● Description of the task: The data follows this line. Copy verbatim the line with "In this exercise you will tag the mountain in" and each line after it to the end.

● Records for the exercise:
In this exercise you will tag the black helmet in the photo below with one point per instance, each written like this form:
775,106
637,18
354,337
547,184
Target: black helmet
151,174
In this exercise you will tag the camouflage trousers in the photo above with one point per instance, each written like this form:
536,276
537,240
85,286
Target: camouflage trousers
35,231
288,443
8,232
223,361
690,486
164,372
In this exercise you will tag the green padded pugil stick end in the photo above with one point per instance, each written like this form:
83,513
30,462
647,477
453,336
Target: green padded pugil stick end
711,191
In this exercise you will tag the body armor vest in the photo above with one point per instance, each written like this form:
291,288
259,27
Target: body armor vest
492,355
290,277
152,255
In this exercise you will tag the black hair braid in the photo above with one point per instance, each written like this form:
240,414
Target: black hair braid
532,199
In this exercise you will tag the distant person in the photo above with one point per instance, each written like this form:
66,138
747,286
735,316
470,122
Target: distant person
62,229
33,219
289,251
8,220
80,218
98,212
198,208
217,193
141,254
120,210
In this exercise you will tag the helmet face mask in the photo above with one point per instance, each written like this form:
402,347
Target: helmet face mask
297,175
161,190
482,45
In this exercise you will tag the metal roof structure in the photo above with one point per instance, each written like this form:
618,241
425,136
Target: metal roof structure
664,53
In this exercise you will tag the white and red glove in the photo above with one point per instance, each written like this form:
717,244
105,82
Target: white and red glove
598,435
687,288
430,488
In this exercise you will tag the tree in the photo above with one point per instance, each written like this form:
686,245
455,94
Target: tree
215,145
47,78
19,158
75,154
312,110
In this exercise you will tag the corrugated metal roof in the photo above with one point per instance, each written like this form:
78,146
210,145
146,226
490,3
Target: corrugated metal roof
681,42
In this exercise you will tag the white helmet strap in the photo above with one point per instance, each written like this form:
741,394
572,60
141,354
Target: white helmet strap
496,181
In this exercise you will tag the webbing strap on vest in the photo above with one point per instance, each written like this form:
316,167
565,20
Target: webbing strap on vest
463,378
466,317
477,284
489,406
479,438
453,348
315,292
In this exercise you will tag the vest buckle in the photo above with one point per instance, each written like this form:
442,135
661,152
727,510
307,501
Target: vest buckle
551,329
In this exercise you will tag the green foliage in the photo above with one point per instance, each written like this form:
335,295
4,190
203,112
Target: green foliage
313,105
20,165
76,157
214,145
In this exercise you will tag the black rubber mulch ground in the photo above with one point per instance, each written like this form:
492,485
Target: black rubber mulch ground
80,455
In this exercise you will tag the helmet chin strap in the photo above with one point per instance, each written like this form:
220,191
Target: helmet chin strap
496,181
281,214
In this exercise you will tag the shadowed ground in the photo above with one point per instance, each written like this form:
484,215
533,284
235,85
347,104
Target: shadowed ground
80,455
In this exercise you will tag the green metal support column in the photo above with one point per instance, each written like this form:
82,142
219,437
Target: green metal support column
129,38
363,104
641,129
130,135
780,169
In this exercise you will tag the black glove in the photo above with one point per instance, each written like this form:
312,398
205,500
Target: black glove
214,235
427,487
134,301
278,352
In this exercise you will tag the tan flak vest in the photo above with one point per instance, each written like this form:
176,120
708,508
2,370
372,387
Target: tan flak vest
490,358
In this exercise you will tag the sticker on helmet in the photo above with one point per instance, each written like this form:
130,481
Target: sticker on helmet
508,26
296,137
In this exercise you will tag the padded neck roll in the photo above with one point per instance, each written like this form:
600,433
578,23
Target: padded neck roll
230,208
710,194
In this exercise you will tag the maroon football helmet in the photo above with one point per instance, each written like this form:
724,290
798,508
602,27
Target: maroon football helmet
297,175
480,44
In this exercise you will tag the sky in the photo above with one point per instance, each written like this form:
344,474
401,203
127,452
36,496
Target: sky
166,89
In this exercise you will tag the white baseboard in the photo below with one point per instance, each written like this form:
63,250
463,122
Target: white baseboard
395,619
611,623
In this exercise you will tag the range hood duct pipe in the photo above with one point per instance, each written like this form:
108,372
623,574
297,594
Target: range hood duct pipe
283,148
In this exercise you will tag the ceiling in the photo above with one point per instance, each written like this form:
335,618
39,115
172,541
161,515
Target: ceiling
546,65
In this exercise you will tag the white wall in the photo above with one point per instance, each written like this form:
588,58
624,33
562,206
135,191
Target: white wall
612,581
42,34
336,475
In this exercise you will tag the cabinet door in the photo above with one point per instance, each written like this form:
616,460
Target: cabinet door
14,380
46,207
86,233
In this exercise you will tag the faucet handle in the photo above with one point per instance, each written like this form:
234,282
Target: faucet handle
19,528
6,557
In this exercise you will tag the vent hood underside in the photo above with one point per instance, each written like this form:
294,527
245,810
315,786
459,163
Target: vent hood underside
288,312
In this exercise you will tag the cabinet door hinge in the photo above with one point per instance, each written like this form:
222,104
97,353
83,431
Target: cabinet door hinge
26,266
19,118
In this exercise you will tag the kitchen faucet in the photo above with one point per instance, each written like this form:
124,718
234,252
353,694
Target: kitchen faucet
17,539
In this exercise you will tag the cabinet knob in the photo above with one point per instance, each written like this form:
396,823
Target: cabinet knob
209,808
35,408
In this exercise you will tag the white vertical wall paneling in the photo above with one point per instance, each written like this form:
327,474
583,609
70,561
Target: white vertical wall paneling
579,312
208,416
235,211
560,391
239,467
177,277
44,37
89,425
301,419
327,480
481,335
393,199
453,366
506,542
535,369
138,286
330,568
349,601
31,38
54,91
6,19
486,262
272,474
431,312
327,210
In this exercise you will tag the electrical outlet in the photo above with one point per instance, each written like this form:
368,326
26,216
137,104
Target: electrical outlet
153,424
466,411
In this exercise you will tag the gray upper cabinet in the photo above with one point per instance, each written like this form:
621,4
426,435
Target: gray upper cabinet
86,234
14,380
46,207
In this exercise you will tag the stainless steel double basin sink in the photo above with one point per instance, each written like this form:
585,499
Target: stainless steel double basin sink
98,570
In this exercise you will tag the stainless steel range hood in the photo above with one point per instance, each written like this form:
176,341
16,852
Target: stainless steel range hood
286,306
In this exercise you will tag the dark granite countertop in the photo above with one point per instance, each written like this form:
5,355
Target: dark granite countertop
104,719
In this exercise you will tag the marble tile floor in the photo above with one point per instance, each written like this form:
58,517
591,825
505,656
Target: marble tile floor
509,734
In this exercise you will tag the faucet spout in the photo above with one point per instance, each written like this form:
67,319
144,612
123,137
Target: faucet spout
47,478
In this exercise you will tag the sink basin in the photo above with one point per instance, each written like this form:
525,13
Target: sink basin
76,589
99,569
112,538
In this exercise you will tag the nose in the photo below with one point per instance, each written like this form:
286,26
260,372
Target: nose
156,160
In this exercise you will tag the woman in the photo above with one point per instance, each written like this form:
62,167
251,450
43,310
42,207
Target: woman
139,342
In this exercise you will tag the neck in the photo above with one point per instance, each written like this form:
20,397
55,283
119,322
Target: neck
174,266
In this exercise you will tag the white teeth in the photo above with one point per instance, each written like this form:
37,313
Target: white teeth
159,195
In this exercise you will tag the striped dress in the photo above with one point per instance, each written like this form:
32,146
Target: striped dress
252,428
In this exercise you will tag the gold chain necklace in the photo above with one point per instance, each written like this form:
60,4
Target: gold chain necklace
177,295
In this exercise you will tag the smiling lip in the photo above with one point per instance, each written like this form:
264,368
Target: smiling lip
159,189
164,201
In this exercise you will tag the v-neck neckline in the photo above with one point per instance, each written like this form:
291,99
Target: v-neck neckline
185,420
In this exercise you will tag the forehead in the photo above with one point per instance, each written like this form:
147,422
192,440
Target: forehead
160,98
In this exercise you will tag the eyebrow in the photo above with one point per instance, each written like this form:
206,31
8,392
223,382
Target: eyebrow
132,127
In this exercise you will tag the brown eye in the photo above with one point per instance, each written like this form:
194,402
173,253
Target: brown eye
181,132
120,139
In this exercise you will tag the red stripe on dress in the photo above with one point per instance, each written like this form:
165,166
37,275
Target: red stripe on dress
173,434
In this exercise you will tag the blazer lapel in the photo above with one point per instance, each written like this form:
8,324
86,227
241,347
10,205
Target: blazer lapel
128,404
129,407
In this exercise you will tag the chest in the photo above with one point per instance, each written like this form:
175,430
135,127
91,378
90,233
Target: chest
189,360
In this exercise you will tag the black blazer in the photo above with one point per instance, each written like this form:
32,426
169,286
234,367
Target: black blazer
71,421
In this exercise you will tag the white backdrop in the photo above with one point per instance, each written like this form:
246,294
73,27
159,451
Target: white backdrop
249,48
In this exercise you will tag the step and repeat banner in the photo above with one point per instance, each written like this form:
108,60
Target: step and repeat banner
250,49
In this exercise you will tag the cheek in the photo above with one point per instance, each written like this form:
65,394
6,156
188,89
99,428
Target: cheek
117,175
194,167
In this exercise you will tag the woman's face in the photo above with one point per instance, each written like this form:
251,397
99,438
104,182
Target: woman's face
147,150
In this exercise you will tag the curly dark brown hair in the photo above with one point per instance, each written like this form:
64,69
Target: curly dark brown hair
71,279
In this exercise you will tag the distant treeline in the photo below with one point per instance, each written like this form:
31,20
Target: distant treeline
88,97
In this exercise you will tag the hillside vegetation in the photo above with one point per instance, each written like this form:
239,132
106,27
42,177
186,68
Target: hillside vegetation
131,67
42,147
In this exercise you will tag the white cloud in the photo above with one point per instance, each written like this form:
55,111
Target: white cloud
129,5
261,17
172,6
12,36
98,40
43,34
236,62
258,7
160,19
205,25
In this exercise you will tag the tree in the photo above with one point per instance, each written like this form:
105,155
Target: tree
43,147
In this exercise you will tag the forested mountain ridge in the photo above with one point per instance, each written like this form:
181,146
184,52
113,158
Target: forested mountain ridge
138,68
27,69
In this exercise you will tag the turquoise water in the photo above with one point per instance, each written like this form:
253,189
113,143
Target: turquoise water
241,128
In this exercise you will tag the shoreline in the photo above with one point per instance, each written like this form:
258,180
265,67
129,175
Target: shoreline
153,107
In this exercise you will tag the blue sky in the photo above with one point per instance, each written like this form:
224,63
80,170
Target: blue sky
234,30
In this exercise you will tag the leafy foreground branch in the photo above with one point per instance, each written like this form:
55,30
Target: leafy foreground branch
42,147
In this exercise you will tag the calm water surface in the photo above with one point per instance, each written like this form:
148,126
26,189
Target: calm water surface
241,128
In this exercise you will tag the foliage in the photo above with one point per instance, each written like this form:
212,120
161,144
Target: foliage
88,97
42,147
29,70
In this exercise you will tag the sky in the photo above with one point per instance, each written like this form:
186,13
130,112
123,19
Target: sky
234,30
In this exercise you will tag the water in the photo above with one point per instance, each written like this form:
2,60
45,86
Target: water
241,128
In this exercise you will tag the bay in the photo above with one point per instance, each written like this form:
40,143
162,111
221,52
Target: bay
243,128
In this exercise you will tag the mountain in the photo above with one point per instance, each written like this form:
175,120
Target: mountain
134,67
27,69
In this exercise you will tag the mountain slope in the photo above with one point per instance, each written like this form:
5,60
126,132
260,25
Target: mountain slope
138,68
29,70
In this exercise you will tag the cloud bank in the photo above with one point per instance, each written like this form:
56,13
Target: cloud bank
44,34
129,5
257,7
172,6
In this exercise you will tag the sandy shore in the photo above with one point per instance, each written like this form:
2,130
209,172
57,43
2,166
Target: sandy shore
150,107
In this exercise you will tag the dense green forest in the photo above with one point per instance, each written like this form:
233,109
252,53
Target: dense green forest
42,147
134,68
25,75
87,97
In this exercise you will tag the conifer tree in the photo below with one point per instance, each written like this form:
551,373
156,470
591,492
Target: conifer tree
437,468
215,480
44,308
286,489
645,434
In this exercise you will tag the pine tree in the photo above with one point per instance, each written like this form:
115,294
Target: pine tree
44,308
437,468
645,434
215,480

● Exercise result:
In this exercise you will tag the mountain in the photo above with one point per instance, each written like this form:
175,120
Target: mountain
134,67
27,69
In this exercise you will tag the mountain slope in the photo above with one point per instance, each written like this form:
5,60
126,132
260,25
Target: mountain slope
138,68
29,70
In this exercise you will tag the cloud bank in the photo above with one point per instance, each written like this form:
56,13
Target: cloud bank
44,34
129,5
257,7
172,6
In this exercise you will tag the sandy shore in the photo above with one point per instance, each written like this form:
2,130
209,172
57,43
2,166
Target: sandy shore
150,107
In this exercise you will tag the dense green forest in the photo above with one point per instance, each written like this form:
233,109
252,53
Target: dense green forest
42,147
134,68
25,75
87,97
In this exercise you will tag the conifer tree in the photo below with one point per instance, each written like this form:
551,373
156,470
591,492
Target: conifer tree
437,468
215,480
44,308
286,489
645,434
In this exercise you will tag the pine tree in the photo above with one point per instance, each written like this form:
115,294
Target: pine tree
44,308
437,468
645,434
215,480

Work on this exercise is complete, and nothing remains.